Instruções —
#1 Troque "colaboradores" por "funcionários" em um trecho do texto sobre o teletrabalho e reescreva-o, começando nas palavras que contêm "Assim, necessário que" e parando depois de "pessoais e familiares.".
#2 Responda às perguntas abaixo com base no texto sobre o teletrabalho.
(a) Qual organização elaborou o relatório citado no texto?
(b) Em que data esse relatório foi elaborado?
(c) Em que os empregadores não devem transformar o período de home office, segundo o texto?
#3 Dê continuidade ao texto sobre o teletrabalho, começando logo após a última frase apresentada.

Texto para análise —
______
Assim, necessário que os empregadores tenham em mente a criação de estratégias visando a adoção de medidas que preservem a correta jornada laboral dos empregados para que não transformem esse período tão enriquecedor, em que as pessoas foram forçadas a trabalhar em home office, mas que se demonstrou a possibilidade da adoção de tal prática, em um passivo trabalhista para concorrer com os prejuízos decorrentes da pandemia de coronavírus.

De início, a empresa deve deixar claro com seus colaboradores a necessidade de respeitar os horários de trabalho e adequar os compromissos à mesma, esclarecendo a toda a equipe os procedimentos do trabalho e as jornadas que devem ser respeitadas visando que os colaboradores possam também organizar suas responsabilidades pessoais e familiares.

Outro exemplo de maneira a minimizar eventuais prejuízos advindos do home office e a confusão entre a vida profissional e pessoal pode ser retirado do Relatório elaborado pela Organização Internacional do Trabalho, em 16 de fevereiro de 2021³:
“Estes objetivos podem ser alcançados comunicando expectativas realistas de forma eficaz, estabelecendo prazos exequíveis que tomem em conta o contexto altamente invulgar em que o teletrabalho se realiza atualmente, garantindo simultaneamente a continuidade das atividades e o nível de desempenho exigido.

Sem qualquer experiência de teletrabalho prévia, ou com experiência muito limitada, equipas
e unidades de negócio inteiras a trabalhar a partir de casa podem sentir uma falta de clareza
em torno das prioridades e das tarefas que precisam de realizar. Muitas organizações em que o
teletrabalho era praticamente inexistente foram confrontadas de repente com um sistema de
trabalho desconhecido (Eurasia Review, 2020).
______
Entradas de dados salvas:
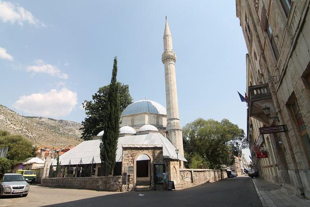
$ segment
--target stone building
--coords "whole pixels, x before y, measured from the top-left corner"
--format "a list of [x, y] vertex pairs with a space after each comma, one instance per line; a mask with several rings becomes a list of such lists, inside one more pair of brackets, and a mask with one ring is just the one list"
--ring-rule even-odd
[[[236, 0], [236, 16], [248, 50], [248, 138], [253, 167], [264, 179], [287, 192], [308, 198], [310, 3], [307, 0]], [[279, 125], [283, 125], [281, 128], [286, 131], [261, 134], [259, 129]], [[255, 151], [262, 151], [267, 153], [268, 158], [258, 159], [260, 154]]]
[[[167, 109], [155, 101], [142, 100], [130, 104], [122, 112], [116, 164], [112, 172], [114, 176], [122, 176], [122, 191], [140, 186], [162, 189], [164, 172], [175, 185], [183, 182], [182, 186], [186, 185], [179, 178], [183, 177], [181, 174], [186, 174], [180, 170], [184, 168], [183, 162], [187, 160], [184, 157], [179, 118], [174, 65], [176, 56], [167, 19], [163, 40], [161, 60], [165, 67]], [[104, 133], [100, 132], [93, 140], [84, 141], [61, 156], [60, 171], [53, 172], [53, 168], [50, 168], [51, 176], [101, 176], [100, 144]], [[52, 165], [56, 164], [57, 160], [53, 160]], [[133, 170], [132, 173], [127, 173], [128, 169]], [[206, 170], [200, 174], [210, 173]], [[213, 177], [216, 180], [220, 178], [220, 172], [215, 172]]]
______
Respostas das atividades —
#1
Assim, necessário que os empregadores tenham em mente a criação de estratégias visando a adoção de medidas que preservem a correta jornada laboral dos empregados para que não transformem esse período tão enriquecedor, em que as pessoas foram forçadas a trabalhar em home office, mas que se demonstrou a possibilidade da adoção de tal prática, em um passivo trabalhista para concorrer com os prejuízos decorrentes da pandemia de coronavírus.

De início, a empresa deve deixar claro com seus funcionários a necessidade de respeitar os horários de trabalho e adequar os compromissos à mesma, esclarecendo a toda a equipe os procedimentos do trabalho e as jornadas que devem ser respeitadas visando que os funcionários possam também organizar suas responsabilidades pessoais e familiares.

#2
(a) A Organização Internacional do Trabalho.
(b) Em 16 de fevereiro de 2021.
(c) Em um passivo trabalhista.

#3
Bem assim, ainda utilizando como apoio o Relatório acima mencionado, a OIT entende como boas práticas empresariais visando o equilíbrio entre as obrigações pessoais e profissionais e a adequação às exigências, tarefas e prazos respectivos as medidas abaixo:
Solicitação para a equipe preparar plano de trabalho individual de teletrabalho (complementar e não substituto os atuais planos de trabalho e procedimentos conexos);
Deixar claras prioridades do que é essencial ou realista nas atuais circunstâncias.

Acordar um sistema comum para sinalizar a disponibilidade para o trabalho e garantir que tanto a gestão como as (os) colegas o respeitam.

Dividir as equipes em grupos menores e multifuncionais, cada uma com uma missão e linhas de registro claras, para facilitar a implementação de diretrizes e a execução das tarefas.

Encorajar os trabalhadores a comunicar sempre que se sintam sobrecarregados e determinar quando as tarefas ou os membros da equipe têm de ser realocados.

Realizar um mapeamento de competências do pessoal envolvido, para que os colaboradores não sejam subaproveitados.

Incentivar a partilharem exemplos de alterações que introduziram nas suas rotinas diárias e que funcionaram bem.
Reconhecer que o tempo offline é necessário para que o trabalho substantivo seja bem feito.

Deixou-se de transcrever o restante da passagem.